Segment Open

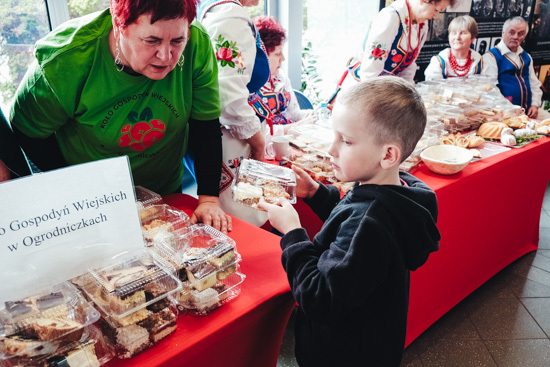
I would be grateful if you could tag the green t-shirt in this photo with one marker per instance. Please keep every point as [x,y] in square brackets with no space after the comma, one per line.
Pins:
[75,90]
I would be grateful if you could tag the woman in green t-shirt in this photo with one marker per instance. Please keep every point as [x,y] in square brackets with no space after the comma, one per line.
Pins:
[139,81]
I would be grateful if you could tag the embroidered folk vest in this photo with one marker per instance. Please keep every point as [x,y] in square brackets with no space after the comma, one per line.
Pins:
[513,79]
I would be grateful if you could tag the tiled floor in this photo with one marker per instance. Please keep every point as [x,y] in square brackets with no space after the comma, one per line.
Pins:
[506,322]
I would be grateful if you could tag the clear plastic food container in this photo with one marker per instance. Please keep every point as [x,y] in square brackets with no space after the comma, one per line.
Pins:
[39,324]
[91,350]
[318,166]
[258,181]
[146,197]
[159,220]
[201,256]
[134,338]
[122,290]
[209,299]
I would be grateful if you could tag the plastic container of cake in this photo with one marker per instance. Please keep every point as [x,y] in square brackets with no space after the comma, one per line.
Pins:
[205,258]
[310,137]
[135,337]
[205,301]
[130,287]
[145,197]
[452,121]
[160,220]
[316,165]
[258,181]
[39,324]
[201,256]
[92,350]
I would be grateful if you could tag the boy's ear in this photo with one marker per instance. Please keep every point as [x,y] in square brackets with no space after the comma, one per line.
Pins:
[392,156]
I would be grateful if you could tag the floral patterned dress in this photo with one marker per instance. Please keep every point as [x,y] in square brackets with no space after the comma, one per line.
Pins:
[276,103]
[242,69]
[393,44]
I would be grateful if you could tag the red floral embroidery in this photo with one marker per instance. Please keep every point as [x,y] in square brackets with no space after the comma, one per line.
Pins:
[397,58]
[377,53]
[224,53]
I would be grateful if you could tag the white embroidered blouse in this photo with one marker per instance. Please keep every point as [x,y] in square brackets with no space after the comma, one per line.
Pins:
[230,29]
[382,33]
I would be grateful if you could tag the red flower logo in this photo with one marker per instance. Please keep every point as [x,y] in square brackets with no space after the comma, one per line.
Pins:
[225,54]
[397,58]
[141,135]
[377,52]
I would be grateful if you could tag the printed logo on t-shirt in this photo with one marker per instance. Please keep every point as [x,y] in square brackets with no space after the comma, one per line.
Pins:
[142,132]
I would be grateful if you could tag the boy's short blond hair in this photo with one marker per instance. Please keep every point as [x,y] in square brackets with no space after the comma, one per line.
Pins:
[464,23]
[393,110]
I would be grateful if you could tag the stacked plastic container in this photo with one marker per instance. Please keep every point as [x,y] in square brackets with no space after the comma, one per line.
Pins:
[464,103]
[207,262]
[132,295]
[51,328]
[158,220]
[257,182]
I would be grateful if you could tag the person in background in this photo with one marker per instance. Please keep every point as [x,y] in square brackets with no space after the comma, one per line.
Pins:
[396,36]
[513,67]
[351,282]
[458,60]
[276,102]
[137,80]
[243,69]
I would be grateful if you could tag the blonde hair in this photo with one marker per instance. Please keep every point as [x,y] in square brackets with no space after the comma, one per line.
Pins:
[393,108]
[464,22]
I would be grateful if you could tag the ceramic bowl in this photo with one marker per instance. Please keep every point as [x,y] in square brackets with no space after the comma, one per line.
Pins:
[446,159]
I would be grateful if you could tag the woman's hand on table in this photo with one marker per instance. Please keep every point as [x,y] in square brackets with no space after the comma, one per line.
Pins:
[284,218]
[209,212]
[306,187]
[257,146]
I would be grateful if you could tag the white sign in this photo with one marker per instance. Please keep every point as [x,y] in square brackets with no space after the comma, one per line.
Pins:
[54,225]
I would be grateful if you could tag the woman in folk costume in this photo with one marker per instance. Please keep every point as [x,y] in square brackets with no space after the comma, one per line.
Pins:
[243,68]
[459,59]
[396,36]
[276,102]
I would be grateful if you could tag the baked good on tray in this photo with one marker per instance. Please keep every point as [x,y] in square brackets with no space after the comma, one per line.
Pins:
[491,130]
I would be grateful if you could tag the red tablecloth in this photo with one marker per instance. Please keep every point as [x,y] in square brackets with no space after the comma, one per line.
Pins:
[488,217]
[248,330]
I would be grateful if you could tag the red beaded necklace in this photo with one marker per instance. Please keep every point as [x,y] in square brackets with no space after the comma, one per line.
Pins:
[415,50]
[460,70]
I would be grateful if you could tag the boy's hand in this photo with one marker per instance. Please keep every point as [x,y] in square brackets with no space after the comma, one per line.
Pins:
[284,218]
[306,187]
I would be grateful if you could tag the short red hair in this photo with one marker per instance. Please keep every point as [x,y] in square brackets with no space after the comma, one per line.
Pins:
[271,31]
[125,12]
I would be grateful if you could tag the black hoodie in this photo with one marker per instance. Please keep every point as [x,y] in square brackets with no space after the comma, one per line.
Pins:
[352,281]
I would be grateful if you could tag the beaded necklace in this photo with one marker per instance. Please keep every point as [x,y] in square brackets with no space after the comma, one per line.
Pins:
[460,70]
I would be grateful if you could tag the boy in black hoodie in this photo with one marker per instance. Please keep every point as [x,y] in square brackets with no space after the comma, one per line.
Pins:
[351,282]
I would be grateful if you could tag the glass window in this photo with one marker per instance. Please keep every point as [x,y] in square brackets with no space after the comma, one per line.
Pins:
[259,9]
[332,34]
[23,22]
[78,8]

Segment Closed

* [YOUR OBJECTIVE]:
Copy, from the lines above, each one that holds "short".

* [REPLY TO THE TASK]:
I would be grateful if you could tag the boy's short blond hair in this photo with one marker per instance. Please keep every point as [x,y] in square brackets with no space after the comma, one per line.
I would be grateful if you could tag the short red hair in this photo with one marker per instance. Please keep every point as [x,y] in square brackets with no space after the comma, one per line.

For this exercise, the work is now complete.